* **DOCUMENT SECTION**

━━━━━━

The first contour C1 in the sixth evaluation line EL6 may have a sixth simulation CD value SCD6. The sixth simulation CD value SCD6 in the sixth evaluation line EL6 of the first contour C1 may be evaluated using the sixth target CD value TCD6 in the sixth measurement line ML6 of the target pattern TP. The sixth simulation CD value SCD6 may be evaluated as compared with the sixth target CD value TCD6. For example, a difference between the sixth simulation CD value SCD6 and the sixth target CD value TCD6 may be calculated.

The OPC modeling may be repeatedly performed using the plurality of simulation CD values SCD1 to SCD6 and the plurality of target CD values TCD1 to TCD6. For example, the OPC modeling may be repeatedly performed until a difference between the simulation CD values SCD1 to SCD6 and the target CD values TCD1 to TCD6 reaches a minimum.

For example, the OPC modeling may be repeatedly performed using [Equation 1]. [Equation 1] represents a cost function using the difference between the simulation CD values SCD1 to SCD6 and the target CD values TCD1 to TCD6, wherein Wx represents a Target CD value, y represents a simulation CD value, and m represents the number of evaluation points.

$\begin{matrix} COST = \frac{1}{m} \sum_{i = 1}^{m} {(W x^{i} - y^{i})}^{2} & [Equation 1] \end{matrix}$

The OPC modeling may be repeatedly performed until a function value of the cost function for the simulation CD values SCD1 to SCD6 and the target CD values TCD1 to TCD6 reaches a minimum. Alternatively, the OPC modeling may be repeatedly performed such that an OPC model corresponding to the case that the function value of the cost function for the simulation CD values SCD1 to SCD6 and the target CD values TCD1 to TCD6 is smaller than a threshold value (e.g., set by a user) is output.

━━━━━━

Carry on the passage about OPC modeling and its cost function, starting after its final sentence.

* **DATA SEGMENT**

━━━━━━

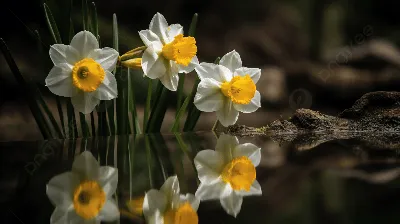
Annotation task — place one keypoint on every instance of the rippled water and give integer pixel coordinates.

━━━━━━

* **EXERCISE ANSWER**
In these cases, repeatedly performing the OPC modeling may include correcting a previously modeled OPC model. For example, a first OPC model that is primarily generated may be corrected to secondarily generate a second OPC model. In this case, when a cost function value of the first OPC model is greater than that of the second OPC model, the second OPC model may be adopted. Likewise, the second OPC model may be corrected to generate a third OPC model, and in this case, when a cost function value of the third OPC model is smaller than that of the second OPC model, the third OPC model may be adopted. On the other hand, when the cost function value of the second OPC model is smaller than that of the third OPC model, the second OPC model not the third OPC model may be adopted.

For example, referring to FIGS. 2 to 4, when a cost function value of the first OPC model for extracting the first contour C1 is greater than a threshold value, the first OPC model may be corrected so that the second OPC model for extracting a second contour C2 may be generated.

When a cost function value for the first to sixth simulation CD values SCD1′ to SCD6′ of the first contour C1 extracted from the first OPC model and the first to sixth target CD values TCD1 to TCD6 of the SEM image SEM is greater than a preset threshold value, the second OPC model from which the first OPC model is corrected may be generated.

Similarly, when a cost function value for the first to sixth simulation CD values SCD1′ to SCD6′ of the second contour C2 extracted from the second OPC model and the first to sixth target CD values TCD1 to TCD6 of the SEM image SEM is greater than the preset threshold value, the second OPC model may be corrected.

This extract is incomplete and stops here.